**PROBLEM REQUIREMENTS**
Give the stretch of items from the line containing "of the cream" through the line containing "[(274, 140), (345, 195)]" again, with "one point per instance" replaced by "one point for each instance" and everything else left as it is.

**STORED ROWS**
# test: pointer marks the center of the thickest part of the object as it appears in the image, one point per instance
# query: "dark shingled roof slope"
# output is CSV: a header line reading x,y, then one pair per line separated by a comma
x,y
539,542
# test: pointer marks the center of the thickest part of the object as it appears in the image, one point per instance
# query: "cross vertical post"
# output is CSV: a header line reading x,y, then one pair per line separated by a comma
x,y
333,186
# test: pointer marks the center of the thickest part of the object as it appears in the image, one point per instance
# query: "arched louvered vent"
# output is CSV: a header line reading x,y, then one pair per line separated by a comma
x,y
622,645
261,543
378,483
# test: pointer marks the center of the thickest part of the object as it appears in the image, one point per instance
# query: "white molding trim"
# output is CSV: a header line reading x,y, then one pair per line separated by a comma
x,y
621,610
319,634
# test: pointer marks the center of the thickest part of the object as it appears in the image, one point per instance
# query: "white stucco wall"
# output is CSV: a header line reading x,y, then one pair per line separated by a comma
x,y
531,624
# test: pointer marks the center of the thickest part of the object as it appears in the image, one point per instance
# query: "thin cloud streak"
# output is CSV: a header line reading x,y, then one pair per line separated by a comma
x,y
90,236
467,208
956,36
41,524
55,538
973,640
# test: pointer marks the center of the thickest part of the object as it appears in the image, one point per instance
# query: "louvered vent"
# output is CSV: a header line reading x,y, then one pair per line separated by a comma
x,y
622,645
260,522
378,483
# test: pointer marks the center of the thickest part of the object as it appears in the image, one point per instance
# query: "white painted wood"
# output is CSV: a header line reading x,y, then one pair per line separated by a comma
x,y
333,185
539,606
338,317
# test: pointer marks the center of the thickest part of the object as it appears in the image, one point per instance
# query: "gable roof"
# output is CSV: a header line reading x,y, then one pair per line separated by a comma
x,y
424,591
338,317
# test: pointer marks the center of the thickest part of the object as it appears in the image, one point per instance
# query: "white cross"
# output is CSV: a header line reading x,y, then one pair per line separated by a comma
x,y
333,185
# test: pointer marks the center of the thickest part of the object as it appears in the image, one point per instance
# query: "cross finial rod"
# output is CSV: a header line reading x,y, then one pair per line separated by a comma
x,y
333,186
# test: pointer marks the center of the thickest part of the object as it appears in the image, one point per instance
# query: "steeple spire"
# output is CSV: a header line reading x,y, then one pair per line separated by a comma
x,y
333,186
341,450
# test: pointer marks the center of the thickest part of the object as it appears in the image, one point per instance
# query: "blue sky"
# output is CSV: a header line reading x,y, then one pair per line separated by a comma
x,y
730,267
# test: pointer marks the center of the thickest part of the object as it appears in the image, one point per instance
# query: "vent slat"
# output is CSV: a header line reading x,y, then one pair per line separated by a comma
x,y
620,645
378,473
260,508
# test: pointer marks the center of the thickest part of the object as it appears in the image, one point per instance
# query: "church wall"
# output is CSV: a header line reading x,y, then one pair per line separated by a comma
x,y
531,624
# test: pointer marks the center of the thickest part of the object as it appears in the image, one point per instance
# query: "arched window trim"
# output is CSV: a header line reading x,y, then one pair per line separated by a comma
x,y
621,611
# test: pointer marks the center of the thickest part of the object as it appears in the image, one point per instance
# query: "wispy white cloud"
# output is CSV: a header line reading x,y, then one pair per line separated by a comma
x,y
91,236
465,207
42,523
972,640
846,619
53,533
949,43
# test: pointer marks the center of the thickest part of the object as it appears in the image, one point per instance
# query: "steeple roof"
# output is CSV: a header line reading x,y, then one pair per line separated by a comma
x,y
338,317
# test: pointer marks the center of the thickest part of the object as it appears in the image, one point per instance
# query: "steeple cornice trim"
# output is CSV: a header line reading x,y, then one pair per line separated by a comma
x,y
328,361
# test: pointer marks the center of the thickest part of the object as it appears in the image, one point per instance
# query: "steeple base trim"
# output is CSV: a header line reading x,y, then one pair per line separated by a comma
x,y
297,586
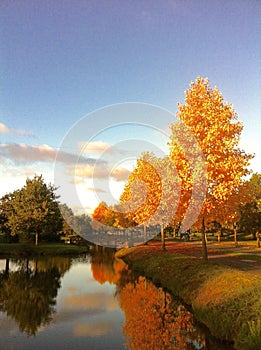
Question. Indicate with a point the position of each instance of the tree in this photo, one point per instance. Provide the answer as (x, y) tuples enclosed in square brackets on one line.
[(250, 212), (151, 194), (34, 210), (213, 123)]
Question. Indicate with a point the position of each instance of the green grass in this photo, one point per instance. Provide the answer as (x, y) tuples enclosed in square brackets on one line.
[(53, 249), (226, 300)]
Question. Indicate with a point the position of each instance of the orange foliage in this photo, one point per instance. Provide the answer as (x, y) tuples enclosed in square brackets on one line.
[(152, 191), (213, 123)]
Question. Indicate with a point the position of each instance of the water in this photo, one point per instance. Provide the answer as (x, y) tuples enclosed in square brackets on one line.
[(92, 302)]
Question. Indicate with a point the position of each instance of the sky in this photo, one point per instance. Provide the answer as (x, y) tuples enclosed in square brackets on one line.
[(85, 86)]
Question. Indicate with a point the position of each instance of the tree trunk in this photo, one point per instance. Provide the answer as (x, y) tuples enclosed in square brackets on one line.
[(145, 233), (219, 236), (258, 239), (204, 244), (162, 238), (7, 266), (235, 235)]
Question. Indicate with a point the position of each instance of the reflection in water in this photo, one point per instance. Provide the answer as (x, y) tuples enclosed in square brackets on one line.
[(155, 321), (79, 304), (28, 295)]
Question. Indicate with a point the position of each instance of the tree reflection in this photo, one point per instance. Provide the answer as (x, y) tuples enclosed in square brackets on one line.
[(154, 321), (105, 268), (29, 295)]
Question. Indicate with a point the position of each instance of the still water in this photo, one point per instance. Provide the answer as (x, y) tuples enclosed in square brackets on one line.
[(91, 302)]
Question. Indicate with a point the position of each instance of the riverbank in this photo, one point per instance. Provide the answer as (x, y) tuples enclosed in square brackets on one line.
[(227, 300), (14, 250)]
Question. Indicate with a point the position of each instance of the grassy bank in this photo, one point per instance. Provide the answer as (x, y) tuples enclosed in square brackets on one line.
[(226, 300), (49, 249)]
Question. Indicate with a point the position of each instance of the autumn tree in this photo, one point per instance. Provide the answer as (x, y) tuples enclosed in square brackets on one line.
[(250, 212), (214, 125), (151, 193)]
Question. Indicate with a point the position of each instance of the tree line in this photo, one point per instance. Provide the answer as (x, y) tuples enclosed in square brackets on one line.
[(205, 173)]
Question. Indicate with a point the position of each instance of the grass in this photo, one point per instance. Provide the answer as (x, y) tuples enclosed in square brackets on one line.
[(226, 300), (50, 249)]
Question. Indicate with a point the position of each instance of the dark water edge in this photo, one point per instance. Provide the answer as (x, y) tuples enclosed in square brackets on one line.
[(92, 302)]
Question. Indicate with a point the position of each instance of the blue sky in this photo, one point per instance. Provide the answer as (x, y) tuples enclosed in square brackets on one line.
[(62, 60)]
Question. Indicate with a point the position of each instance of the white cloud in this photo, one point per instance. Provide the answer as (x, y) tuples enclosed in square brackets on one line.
[(20, 132), (20, 154), (100, 171), (96, 147)]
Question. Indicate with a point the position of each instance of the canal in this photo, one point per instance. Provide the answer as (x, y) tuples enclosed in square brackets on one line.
[(91, 302)]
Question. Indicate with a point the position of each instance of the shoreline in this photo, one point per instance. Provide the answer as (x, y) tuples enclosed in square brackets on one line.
[(226, 300)]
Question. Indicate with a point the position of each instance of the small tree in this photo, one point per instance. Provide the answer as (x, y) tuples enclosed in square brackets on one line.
[(34, 210)]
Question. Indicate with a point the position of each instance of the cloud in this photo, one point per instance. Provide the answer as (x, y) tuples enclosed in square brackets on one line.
[(96, 147), (6, 130), (92, 329), (100, 171), (20, 154), (96, 190)]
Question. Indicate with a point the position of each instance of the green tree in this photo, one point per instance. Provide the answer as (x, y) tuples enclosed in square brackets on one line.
[(34, 210)]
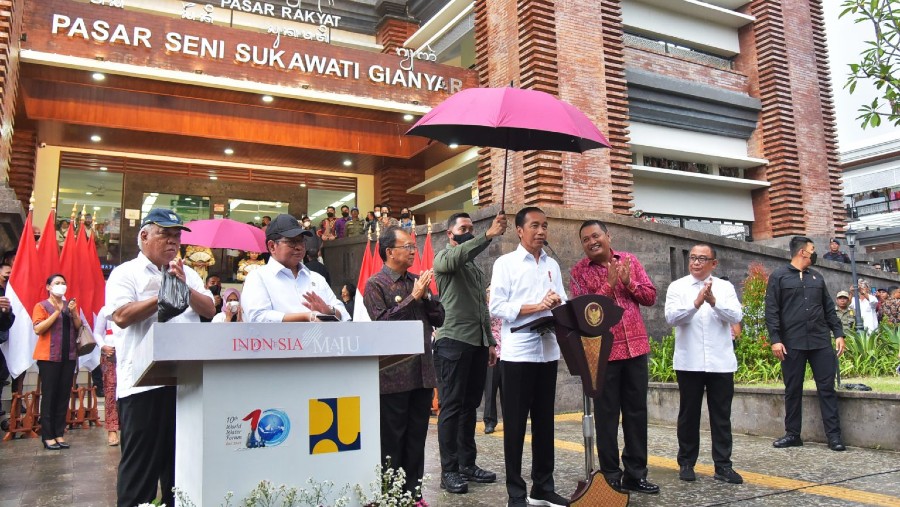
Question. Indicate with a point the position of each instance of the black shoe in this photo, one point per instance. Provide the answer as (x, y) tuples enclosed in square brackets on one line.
[(728, 475), (454, 483), (548, 499), (475, 473), (788, 441), (640, 486)]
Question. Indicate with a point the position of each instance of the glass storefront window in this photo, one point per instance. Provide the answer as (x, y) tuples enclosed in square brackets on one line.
[(99, 193), (251, 212), (189, 207)]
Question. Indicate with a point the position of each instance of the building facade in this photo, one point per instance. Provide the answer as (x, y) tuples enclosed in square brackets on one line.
[(719, 112)]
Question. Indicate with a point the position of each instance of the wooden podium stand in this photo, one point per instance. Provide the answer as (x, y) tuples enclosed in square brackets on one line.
[(278, 402)]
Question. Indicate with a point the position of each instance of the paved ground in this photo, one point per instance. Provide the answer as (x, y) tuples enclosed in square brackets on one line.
[(807, 476)]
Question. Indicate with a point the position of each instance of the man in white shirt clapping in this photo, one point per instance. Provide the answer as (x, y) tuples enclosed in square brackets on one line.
[(702, 308)]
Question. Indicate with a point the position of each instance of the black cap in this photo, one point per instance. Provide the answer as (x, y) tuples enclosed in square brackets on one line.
[(285, 226), (164, 218)]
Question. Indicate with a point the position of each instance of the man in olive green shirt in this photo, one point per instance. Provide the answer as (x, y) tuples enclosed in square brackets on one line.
[(463, 349)]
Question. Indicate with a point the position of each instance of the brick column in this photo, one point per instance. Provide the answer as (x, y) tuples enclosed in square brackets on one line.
[(784, 54), (551, 42), (10, 33), (395, 27)]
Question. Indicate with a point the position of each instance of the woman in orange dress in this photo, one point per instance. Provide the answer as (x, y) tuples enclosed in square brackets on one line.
[(56, 322)]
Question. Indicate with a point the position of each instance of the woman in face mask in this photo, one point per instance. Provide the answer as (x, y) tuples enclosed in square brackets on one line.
[(231, 308), (56, 322), (406, 220)]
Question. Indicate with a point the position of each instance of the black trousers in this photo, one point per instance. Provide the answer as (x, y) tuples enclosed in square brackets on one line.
[(460, 369), (492, 384), (719, 389), (404, 427), (528, 388), (822, 363), (625, 393), (56, 390), (147, 429)]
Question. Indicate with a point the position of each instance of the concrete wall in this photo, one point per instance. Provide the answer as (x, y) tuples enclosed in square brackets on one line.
[(867, 419)]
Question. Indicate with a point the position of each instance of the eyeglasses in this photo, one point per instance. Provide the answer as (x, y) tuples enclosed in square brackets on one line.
[(292, 243)]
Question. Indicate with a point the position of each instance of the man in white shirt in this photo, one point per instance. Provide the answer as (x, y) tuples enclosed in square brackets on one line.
[(147, 414), (702, 308), (526, 284), (284, 290)]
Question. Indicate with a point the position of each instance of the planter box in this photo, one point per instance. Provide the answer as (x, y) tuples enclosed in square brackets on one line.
[(867, 419)]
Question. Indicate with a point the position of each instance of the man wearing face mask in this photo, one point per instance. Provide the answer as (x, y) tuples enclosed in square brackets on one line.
[(800, 318), (340, 225), (463, 349)]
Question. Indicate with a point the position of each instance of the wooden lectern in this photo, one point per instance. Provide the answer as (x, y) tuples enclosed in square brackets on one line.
[(283, 402)]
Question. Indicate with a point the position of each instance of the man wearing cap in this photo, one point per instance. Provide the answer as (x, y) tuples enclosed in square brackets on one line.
[(845, 313), (834, 252), (285, 290), (355, 226), (147, 414)]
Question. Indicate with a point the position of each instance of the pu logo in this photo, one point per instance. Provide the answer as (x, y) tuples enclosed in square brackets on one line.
[(334, 425)]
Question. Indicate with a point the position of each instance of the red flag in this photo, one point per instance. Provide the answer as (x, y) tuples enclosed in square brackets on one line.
[(24, 290), (48, 250), (428, 260), (360, 314)]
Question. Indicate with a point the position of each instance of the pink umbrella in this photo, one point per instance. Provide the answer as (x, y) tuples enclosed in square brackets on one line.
[(224, 233), (512, 118)]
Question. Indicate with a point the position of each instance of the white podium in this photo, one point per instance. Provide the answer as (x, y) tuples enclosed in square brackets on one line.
[(278, 402)]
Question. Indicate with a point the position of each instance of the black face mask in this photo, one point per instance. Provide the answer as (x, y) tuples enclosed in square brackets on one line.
[(462, 238)]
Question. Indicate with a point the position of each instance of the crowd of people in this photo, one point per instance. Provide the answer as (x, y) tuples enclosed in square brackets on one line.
[(463, 331)]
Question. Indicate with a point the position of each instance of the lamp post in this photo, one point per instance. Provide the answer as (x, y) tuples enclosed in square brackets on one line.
[(851, 242)]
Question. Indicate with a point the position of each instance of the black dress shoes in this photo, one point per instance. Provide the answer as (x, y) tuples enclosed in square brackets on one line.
[(475, 473), (640, 486), (788, 441), (454, 483)]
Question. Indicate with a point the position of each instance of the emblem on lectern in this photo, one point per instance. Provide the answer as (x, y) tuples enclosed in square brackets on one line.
[(593, 314)]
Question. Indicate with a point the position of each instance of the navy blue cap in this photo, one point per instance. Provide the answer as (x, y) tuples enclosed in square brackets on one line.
[(285, 226), (164, 218)]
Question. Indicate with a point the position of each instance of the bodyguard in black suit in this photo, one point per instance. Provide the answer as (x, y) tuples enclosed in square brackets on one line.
[(800, 318)]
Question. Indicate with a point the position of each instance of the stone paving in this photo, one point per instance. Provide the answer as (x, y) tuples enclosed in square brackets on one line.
[(811, 475)]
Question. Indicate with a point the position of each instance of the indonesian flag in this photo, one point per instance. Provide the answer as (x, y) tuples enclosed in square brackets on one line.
[(360, 314), (25, 289)]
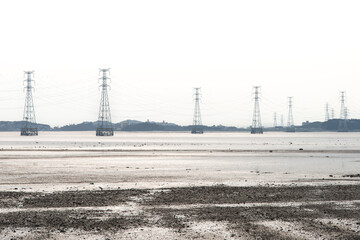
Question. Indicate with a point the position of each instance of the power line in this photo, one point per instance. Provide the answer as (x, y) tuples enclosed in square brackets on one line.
[(197, 127), (256, 127), (105, 125), (290, 125), (29, 128)]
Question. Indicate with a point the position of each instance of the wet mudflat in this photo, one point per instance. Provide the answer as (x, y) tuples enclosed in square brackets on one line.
[(178, 186), (299, 212)]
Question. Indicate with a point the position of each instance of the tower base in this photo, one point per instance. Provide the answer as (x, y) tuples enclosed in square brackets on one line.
[(29, 132), (257, 131), (104, 132), (197, 131), (290, 129)]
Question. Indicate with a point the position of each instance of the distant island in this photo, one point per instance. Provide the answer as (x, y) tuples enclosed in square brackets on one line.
[(353, 125)]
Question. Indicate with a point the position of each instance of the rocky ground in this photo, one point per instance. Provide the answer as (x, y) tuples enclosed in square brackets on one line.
[(215, 212)]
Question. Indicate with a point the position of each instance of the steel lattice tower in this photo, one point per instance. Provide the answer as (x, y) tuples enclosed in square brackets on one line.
[(275, 120), (197, 127), (290, 125), (105, 127), (29, 128), (327, 115), (343, 114), (256, 127)]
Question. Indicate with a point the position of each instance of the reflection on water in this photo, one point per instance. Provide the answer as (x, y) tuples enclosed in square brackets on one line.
[(184, 140)]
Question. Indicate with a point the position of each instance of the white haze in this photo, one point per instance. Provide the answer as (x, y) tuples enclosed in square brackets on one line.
[(159, 50)]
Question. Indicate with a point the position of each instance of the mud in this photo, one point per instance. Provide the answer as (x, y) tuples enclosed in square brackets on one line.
[(179, 210)]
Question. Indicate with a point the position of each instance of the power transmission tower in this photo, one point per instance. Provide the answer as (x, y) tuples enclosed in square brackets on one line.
[(327, 116), (105, 127), (343, 114), (197, 127), (256, 127), (29, 128), (290, 125), (275, 120)]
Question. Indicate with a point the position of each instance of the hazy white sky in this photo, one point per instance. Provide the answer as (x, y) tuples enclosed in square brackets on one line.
[(159, 50)]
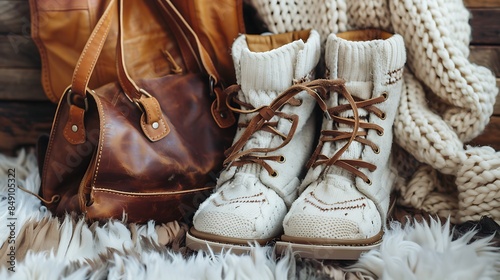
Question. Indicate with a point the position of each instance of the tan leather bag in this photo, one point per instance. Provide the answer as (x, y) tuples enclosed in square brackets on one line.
[(148, 148), (61, 28)]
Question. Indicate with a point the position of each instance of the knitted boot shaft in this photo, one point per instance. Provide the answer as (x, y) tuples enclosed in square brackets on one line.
[(351, 203), (271, 144), (432, 124)]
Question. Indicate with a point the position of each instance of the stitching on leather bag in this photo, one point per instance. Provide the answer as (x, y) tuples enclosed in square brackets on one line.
[(101, 133), (131, 194)]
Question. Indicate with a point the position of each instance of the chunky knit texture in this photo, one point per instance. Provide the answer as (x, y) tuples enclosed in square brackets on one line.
[(446, 100), (250, 201)]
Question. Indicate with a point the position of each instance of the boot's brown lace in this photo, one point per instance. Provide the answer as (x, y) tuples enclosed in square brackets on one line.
[(351, 165), (235, 156)]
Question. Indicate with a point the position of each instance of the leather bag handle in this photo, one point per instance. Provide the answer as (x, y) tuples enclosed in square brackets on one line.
[(196, 56), (152, 121)]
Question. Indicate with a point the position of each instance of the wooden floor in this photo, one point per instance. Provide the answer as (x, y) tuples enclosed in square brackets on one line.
[(25, 113)]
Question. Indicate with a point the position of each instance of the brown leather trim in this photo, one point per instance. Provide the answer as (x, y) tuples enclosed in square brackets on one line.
[(364, 35), (326, 241), (151, 194), (258, 43), (227, 240)]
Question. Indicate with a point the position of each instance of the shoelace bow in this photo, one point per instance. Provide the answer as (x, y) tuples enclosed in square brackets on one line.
[(354, 103), (235, 156)]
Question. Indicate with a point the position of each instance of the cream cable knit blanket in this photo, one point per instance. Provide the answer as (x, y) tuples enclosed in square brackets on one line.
[(446, 100)]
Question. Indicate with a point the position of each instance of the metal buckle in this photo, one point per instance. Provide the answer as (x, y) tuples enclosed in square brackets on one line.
[(70, 100)]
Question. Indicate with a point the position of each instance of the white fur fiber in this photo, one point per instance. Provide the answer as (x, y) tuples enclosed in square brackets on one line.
[(110, 251), (427, 251)]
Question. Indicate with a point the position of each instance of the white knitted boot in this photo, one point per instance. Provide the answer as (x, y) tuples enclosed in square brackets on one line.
[(274, 140), (345, 195)]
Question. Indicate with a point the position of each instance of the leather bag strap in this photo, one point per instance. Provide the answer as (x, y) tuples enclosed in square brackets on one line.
[(196, 56), (90, 54)]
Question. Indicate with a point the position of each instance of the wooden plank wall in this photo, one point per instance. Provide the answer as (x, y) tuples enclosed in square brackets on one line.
[(485, 50), (25, 113)]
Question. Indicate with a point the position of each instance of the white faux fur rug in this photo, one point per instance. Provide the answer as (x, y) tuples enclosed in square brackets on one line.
[(37, 246)]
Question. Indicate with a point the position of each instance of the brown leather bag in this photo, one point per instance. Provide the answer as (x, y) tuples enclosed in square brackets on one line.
[(147, 148), (60, 29)]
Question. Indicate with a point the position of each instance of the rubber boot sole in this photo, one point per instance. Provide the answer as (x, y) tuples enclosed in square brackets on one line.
[(327, 249), (196, 240)]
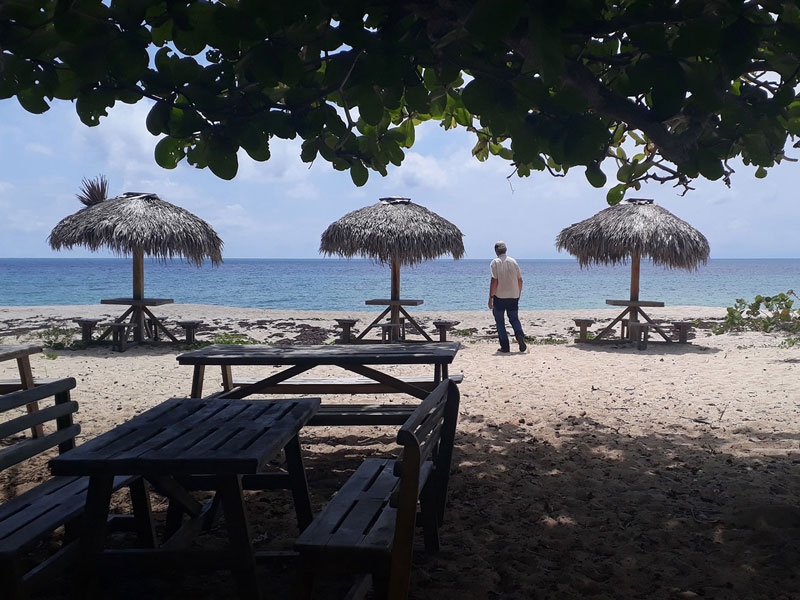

**RESULT OF THE EXERCISE**
Question. Indicate with a point the position of each instance of the cream cable knit blanket in this photo, one point for each instance. Provide the answer as (x, y) tuples enclosed in square brackets on one line.
[(446, 100)]
Question. Indicate with a point the position of each instance of the metal buckle in this photo, one point for each instance. Provide the answer as (x, y) tuples enclosed in square brackets on one line.
[(70, 100)]
Question. Indicate with a point the position of each instance of the white fur fiber in this photo, one point for each instance. Provide the answer as (x, y) tuples enclosed in square brackets on one line.
[(110, 251), (427, 251)]
Question. Indicate with a point the position of each instance of the white knitted boot in this photo, one point for each instance. Provide the answer as (x, y) tuples enclosed in square brackets on one line.
[(274, 140), (345, 195)]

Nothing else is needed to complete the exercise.